◆ What to produce: In the listing that follows, count the lines that include "instance", and answer with the total alone.

•••••

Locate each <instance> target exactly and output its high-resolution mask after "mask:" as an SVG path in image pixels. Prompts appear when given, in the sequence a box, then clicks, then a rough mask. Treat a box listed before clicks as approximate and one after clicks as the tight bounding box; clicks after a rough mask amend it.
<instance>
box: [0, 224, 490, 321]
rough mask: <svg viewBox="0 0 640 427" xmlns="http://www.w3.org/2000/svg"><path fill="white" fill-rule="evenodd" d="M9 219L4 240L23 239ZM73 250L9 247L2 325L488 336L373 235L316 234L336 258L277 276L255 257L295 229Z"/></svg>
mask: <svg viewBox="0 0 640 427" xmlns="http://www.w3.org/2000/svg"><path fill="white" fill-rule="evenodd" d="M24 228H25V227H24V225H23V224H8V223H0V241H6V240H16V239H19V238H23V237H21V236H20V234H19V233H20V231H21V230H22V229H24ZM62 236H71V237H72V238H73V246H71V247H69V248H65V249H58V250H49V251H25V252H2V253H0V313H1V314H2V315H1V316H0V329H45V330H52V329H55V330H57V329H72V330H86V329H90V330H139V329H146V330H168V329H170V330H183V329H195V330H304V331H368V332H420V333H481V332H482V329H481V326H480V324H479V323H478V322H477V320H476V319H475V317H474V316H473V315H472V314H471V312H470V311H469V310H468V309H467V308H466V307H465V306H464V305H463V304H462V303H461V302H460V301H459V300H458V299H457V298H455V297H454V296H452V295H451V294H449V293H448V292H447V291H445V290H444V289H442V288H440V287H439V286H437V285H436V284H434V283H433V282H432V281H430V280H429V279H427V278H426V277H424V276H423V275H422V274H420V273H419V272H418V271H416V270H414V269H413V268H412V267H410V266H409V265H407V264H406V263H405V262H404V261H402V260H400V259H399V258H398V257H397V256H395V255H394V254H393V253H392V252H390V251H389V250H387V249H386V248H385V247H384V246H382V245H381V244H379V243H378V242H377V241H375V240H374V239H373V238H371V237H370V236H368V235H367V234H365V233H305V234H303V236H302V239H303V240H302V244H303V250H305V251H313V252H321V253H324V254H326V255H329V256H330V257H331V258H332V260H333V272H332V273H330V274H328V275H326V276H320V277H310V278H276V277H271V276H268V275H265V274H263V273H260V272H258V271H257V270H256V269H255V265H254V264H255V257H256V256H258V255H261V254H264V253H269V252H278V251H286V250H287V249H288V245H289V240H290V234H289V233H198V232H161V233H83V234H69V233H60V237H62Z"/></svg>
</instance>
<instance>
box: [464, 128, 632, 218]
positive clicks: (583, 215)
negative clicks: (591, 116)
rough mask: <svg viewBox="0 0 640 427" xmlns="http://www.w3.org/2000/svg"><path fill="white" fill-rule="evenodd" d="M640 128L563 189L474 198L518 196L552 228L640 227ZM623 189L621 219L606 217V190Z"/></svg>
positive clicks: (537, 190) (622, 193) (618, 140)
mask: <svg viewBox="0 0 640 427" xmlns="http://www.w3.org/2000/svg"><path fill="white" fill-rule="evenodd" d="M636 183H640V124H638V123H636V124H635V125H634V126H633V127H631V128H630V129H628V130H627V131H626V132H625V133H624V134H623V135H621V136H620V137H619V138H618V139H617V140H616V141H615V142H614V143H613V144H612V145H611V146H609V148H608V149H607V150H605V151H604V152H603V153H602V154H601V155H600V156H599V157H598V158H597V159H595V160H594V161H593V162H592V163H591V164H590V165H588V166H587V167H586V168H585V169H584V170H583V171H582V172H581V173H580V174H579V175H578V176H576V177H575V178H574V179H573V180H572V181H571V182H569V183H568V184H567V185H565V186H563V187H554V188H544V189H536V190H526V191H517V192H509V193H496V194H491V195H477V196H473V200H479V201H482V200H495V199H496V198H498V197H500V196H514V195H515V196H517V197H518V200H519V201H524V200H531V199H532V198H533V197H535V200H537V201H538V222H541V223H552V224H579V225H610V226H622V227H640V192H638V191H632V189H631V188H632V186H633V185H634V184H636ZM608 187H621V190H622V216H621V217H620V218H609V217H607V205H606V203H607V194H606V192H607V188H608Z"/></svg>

•••••

◆ Answer space: 4